GIVEN DATA:
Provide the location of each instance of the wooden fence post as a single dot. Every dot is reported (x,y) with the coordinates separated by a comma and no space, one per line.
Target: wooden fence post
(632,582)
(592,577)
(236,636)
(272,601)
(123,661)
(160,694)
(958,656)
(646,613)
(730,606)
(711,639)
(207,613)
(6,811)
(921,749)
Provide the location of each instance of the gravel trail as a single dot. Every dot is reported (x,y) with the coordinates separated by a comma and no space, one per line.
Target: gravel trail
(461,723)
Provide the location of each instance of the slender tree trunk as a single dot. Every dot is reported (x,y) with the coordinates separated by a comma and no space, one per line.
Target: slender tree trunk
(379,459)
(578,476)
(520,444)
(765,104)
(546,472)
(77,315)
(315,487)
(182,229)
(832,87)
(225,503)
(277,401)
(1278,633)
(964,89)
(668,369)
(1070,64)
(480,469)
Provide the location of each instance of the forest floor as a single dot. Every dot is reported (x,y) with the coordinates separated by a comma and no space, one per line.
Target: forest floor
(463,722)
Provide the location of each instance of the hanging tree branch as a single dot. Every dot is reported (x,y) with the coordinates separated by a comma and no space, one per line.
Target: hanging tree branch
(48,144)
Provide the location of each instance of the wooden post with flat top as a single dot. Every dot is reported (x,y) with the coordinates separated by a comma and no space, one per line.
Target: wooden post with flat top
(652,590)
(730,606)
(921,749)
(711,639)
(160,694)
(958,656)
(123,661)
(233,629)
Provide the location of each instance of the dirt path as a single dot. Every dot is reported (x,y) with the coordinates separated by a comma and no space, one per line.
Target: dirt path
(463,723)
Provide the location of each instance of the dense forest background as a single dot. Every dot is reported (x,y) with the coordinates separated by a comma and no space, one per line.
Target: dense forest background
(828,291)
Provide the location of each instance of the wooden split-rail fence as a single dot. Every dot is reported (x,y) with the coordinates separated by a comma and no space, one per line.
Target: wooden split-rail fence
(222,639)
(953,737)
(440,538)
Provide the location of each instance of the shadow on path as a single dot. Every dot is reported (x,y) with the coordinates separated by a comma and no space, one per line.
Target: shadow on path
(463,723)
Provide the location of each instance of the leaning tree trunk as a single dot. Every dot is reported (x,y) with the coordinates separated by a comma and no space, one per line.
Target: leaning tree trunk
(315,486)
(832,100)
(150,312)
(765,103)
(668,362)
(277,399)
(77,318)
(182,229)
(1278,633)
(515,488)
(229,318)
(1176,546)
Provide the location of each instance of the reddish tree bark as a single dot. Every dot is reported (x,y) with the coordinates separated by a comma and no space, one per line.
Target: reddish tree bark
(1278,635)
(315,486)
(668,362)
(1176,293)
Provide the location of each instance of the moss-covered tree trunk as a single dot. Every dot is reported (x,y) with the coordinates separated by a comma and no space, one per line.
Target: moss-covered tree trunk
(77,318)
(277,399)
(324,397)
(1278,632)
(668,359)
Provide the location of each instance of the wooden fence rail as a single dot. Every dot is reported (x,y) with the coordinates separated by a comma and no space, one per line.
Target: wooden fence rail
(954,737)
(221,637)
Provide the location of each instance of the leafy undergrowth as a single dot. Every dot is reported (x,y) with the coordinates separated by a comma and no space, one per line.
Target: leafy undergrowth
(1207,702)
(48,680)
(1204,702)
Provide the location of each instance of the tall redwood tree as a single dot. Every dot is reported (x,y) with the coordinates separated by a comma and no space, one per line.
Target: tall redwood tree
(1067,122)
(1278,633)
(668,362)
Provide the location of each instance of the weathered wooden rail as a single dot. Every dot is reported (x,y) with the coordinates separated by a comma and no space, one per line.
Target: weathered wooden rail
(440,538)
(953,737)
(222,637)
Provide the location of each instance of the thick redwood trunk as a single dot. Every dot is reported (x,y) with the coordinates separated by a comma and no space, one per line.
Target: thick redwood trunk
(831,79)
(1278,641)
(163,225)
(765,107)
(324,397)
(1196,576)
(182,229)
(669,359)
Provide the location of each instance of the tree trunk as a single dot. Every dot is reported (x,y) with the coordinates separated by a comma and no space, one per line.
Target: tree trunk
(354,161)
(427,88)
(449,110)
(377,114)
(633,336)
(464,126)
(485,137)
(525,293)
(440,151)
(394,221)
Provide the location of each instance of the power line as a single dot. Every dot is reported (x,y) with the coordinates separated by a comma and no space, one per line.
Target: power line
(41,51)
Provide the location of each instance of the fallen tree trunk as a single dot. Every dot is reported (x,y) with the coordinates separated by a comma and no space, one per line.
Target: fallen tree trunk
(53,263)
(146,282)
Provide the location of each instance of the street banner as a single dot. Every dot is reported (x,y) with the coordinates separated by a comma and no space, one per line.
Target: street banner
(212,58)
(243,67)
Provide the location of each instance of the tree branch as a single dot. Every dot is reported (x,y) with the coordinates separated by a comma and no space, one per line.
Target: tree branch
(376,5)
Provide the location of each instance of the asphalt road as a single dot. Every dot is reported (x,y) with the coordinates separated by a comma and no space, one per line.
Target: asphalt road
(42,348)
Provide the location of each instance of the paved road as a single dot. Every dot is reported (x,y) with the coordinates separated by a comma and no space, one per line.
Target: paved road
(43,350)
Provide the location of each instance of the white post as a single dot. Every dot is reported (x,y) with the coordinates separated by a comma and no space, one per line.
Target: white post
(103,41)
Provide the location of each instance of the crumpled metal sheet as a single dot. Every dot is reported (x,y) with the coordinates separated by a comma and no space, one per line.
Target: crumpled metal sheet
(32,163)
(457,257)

HOW TO COMPLETE THIS TASK: Extract the full listing above without altering anything.

SOLUTION TO THIS EXERCISE:
Provide the location of each instance of the wooden fence post as a single dot. Every dot is reported (x,y) with the coordinates separated by a comma and no space, one per line.
Target: wooden fence post
(632,582)
(592,577)
(236,636)
(272,601)
(123,661)
(160,694)
(958,656)
(646,613)
(730,606)
(711,639)
(207,613)
(6,811)
(921,749)
Provide the location of each instance of the gravel trail as a single dot. Every dot is reported (x,y) with the coordinates separated by a comma and no space, one per line.
Target: gravel trail
(461,723)
Provide the location of each instance of the slender tree trunk as a single dot. Every dot is reported (x,y) with the coordinates separated by a comma and no space, one per line.
Target: slender tree trunk
(379,459)
(578,476)
(520,444)
(765,104)
(546,472)
(77,315)
(315,487)
(182,229)
(832,87)
(225,503)
(277,401)
(1278,633)
(964,89)
(668,369)
(1070,64)
(480,469)
Provide the location of each instance of the forest floor as a single dot. Every dot is reported (x,y) with the coordinates separated by a comma and no space, one per line.
Target: forest floor
(463,722)
Provide the location of each instance of the hanging tree branch as a single dot. Every dot is reported (x,y) with the coordinates separated by a comma and no space, one per line.
Target: hanging tree branch
(48,144)
Provide the location of each instance of the wooden post with flat top as a single dot. Every dot is reported (x,y) with the coordinates separated by a comma and no space, one per line.
Target: wooden post with flat top
(652,590)
(730,606)
(921,749)
(711,639)
(160,694)
(958,656)
(123,661)
(233,629)
Provide the location of each instance of the dirt path as a single dot. Every dot is reported (x,y) with the coordinates separated by a comma and no space, one per line.
Target: dirt path
(463,723)
Provide the location of each instance of the dense forest background as a single dot. Every dot is reported (x,y) with the coordinates separated by a comma and no space, one per line.
Target: dense forest background
(828,291)
Provide the location of each instance of the wooden split-rail fence as a single dot. Every dot is reported (x,y) with the coordinates separated by a comma and no space, one per line.
Target: wooden split-rail fence
(222,639)
(953,737)
(440,538)
Provide the location of each instance of the shadow on path as a single dot. Every dot is reported (x,y) with the coordinates separated by a comma and no space, one per line.
Target: shadow on path
(463,723)
Provide the location of each instance of the leaning tree trunk as a single dot. Every dot is reported (x,y) with the coordinates separated by a comma and no space, one per line.
Target: leaning tree trunk
(315,486)
(832,100)
(150,312)
(765,103)
(668,362)
(277,399)
(77,318)
(182,229)
(1278,633)
(515,488)
(229,318)
(1176,546)
Provide the location of each instance of the reddish tree bark as a single dot. Every dot is reported (x,y) with the coordinates separated by a comma and no space, one per line.
Target: reddish tree bark
(1278,635)
(315,486)
(668,362)
(1176,293)
Provide the location of each instance of the moss-covered tree trunk as a single dot. Every dot is reported (x,y) with the coordinates separated by a comma and no space, one per line.
Target: moss-covered tree trunk
(77,318)
(277,399)
(324,397)
(1278,632)
(668,359)
Provide the location of each instance of the wooden fence rail as a single dot. Every dot is reported (x,y) with the coordinates separated by a comma and no space, one per line.
Target: wooden fence rail
(954,737)
(221,637)
Provide the location of each instance of the leafy undergrowth as a single dot. Every dot is reported (x,y) with the coordinates separated by a comma and no space, one per line.
Target: leafy undergrowth
(1207,702)
(48,680)
(1204,702)
Provide the location of each instance of the tall redwood tree as a single dot. Every dot is reported (x,y) with the coordinates separated by a comma and no space, one per line.
Target: tall redwood tree
(1067,122)
(1278,633)
(668,362)
Provide the location of each instance of the weathered wooden rail as a single dot. Every dot is reported (x,y) with the coordinates separated by a comma and no space, one per line.
Target: weathered wooden rail
(440,538)
(953,737)
(222,637)
Provide the location of each instance of the thick redwood trunk as a single dot. Every dot is reported (x,y) with the coordinates separated by a comma and no space, one per line.
Target: thick redwood trunk
(831,79)
(1278,641)
(163,225)
(765,107)
(324,397)
(1196,576)
(182,229)
(669,359)
Provide the location of each instance of the tree trunk as a single dot. Every dot is reported (x,y) with the coordinates separated by a comma and no space, one per line.
Target: tree trunk
(354,161)
(427,88)
(449,110)
(377,114)
(633,336)
(464,126)
(485,137)
(525,293)
(440,151)
(394,221)
Provide the location of each instance of the power line as a single dot. Every dot is reported (x,y) with the coordinates separated by a comma and no space, one per line.
Target: power line
(41,51)
Provide the location of each instance of the fallen tree trunk as a single dot. Every dot is reported (x,y) with the coordinates separated by a comma and no space, one per line.
Target: fallen tree trunk
(53,263)
(146,282)
Provide the location of each instance of the street banner as a single dot. Every dot is reported (x,y) with the coordinates separated by a comma and no space, one per line.
Target: street banner
(212,58)
(243,67)
Provide the location of each instance of the tree branch as a single dot. Every dot is reported (x,y) with the coordinates separated by a comma and no space, one per line.
Target: tree branch
(376,5)
Provide the location of each instance of the asphalt road as a single dot. Every dot is reported (x,y) with the coordinates separated by a comma and no space, one per line.
Target: asphalt road
(42,348)
Provide the location of each instance of the paved road as a single dot. Every dot is reported (x,y) with the coordinates separated by a comma and no space, one per line.
Target: paved road
(43,350)
Provide the location of each instance of the white post as a single dot. Every dot is reported (x,y) with the coordinates separated by a comma and no space, one per line.
Target: white post
(103,41)
Provide the location of each instance of the crumpled metal sheet as a single dot. Every dot is reported (x,y) with the coordinates separated by a comma and no space, one per line.
Target: crumpled metal sheet
(32,163)
(457,257)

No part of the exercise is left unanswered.